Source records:
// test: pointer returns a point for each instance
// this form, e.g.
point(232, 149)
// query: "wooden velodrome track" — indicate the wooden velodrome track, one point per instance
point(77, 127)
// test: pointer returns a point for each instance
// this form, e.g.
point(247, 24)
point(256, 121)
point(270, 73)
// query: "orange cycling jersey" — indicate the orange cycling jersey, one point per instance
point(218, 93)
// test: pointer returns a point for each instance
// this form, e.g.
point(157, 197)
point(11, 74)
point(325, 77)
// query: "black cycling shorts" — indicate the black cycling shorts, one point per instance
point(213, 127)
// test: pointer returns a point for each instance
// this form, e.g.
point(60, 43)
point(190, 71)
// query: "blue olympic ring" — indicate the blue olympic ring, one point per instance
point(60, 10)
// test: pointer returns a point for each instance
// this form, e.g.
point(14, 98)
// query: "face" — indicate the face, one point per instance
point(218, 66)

---

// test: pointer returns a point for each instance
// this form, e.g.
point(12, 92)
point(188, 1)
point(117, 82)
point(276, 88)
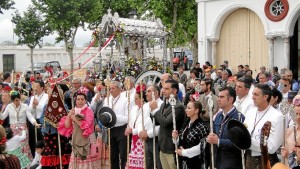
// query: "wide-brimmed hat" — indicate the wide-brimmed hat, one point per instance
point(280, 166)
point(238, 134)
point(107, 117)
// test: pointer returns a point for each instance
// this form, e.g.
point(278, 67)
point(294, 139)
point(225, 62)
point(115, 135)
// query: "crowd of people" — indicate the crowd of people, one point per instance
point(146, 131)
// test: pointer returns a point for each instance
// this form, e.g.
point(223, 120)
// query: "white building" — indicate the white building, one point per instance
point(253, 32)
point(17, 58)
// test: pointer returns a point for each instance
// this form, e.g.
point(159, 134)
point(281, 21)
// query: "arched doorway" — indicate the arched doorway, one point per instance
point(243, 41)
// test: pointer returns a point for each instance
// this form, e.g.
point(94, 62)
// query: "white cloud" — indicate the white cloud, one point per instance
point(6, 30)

» Exercise:
What you give back should be exactly the lines of the data above from the line with "people, one point per instance" through the line with "point(281, 21)", both of those included, and nothing more.

» Final answer:
// query: "crowd of people" — indicate the crowd of people, one point per instance
point(146, 131)
// test: pointer returns a point for each instance
// this form, e.g.
point(223, 120)
// query: "white building" — indicate the white building, one point per instance
point(253, 32)
point(17, 58)
// test: pointer returns a point for each instance
// this form, e.g.
point(159, 134)
point(281, 21)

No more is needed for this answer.